Required work:
Where a line in the entries below contains the word "upper", count it. Return the total alone.

Dataset entries:

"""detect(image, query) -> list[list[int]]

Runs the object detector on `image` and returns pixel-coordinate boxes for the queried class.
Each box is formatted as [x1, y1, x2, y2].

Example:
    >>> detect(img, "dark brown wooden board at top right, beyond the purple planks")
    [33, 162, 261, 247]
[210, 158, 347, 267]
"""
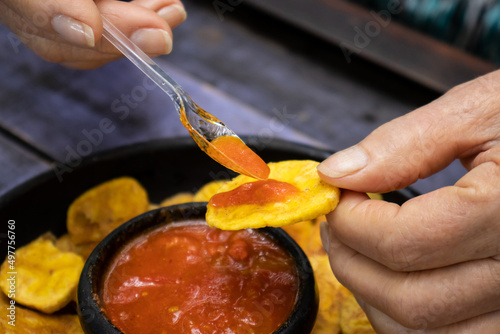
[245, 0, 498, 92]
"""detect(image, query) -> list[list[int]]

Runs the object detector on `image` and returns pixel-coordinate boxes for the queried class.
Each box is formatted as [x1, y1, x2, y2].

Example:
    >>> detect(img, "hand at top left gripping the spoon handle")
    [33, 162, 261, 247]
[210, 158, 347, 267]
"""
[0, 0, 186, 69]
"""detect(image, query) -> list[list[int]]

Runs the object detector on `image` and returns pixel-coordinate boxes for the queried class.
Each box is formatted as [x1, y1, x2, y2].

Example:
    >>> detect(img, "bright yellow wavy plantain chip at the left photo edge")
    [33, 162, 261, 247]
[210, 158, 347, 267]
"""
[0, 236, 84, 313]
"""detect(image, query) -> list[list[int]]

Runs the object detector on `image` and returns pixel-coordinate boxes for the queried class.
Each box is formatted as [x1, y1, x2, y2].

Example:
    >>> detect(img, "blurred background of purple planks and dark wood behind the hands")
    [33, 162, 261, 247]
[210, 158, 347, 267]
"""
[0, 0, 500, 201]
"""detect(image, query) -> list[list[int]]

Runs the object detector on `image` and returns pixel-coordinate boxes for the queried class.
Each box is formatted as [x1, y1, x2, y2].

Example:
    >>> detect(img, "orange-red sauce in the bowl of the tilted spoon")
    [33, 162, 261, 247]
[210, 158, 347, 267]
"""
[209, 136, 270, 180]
...
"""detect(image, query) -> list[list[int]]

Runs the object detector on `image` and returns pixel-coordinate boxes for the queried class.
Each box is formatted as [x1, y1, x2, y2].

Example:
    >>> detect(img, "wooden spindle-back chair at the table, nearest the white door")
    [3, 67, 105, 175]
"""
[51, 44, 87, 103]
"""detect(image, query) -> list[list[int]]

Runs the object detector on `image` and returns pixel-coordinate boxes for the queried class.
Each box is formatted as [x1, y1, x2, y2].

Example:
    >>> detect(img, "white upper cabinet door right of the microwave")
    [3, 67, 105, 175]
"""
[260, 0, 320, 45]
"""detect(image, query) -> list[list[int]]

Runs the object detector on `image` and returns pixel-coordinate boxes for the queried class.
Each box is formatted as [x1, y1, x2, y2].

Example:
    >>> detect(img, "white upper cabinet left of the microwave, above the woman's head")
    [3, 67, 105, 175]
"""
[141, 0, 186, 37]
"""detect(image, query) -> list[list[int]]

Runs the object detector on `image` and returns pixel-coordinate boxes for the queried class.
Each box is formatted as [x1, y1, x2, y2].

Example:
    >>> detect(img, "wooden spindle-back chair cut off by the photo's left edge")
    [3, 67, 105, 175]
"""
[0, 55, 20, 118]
...
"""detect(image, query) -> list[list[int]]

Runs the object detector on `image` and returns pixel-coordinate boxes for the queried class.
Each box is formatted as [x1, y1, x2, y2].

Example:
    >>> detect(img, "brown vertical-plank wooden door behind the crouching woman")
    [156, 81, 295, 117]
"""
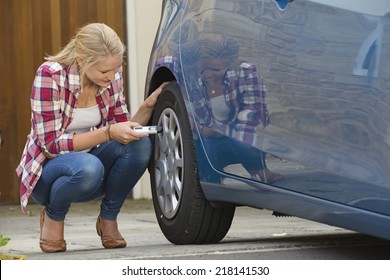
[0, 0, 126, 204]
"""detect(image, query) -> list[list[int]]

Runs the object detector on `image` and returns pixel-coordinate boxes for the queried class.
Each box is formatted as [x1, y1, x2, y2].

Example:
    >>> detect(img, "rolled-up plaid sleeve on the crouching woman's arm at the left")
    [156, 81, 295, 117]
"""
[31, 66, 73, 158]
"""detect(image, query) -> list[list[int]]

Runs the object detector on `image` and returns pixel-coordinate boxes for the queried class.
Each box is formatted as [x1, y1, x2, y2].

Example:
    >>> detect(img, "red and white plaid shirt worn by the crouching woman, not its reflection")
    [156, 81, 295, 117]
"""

Task output:
2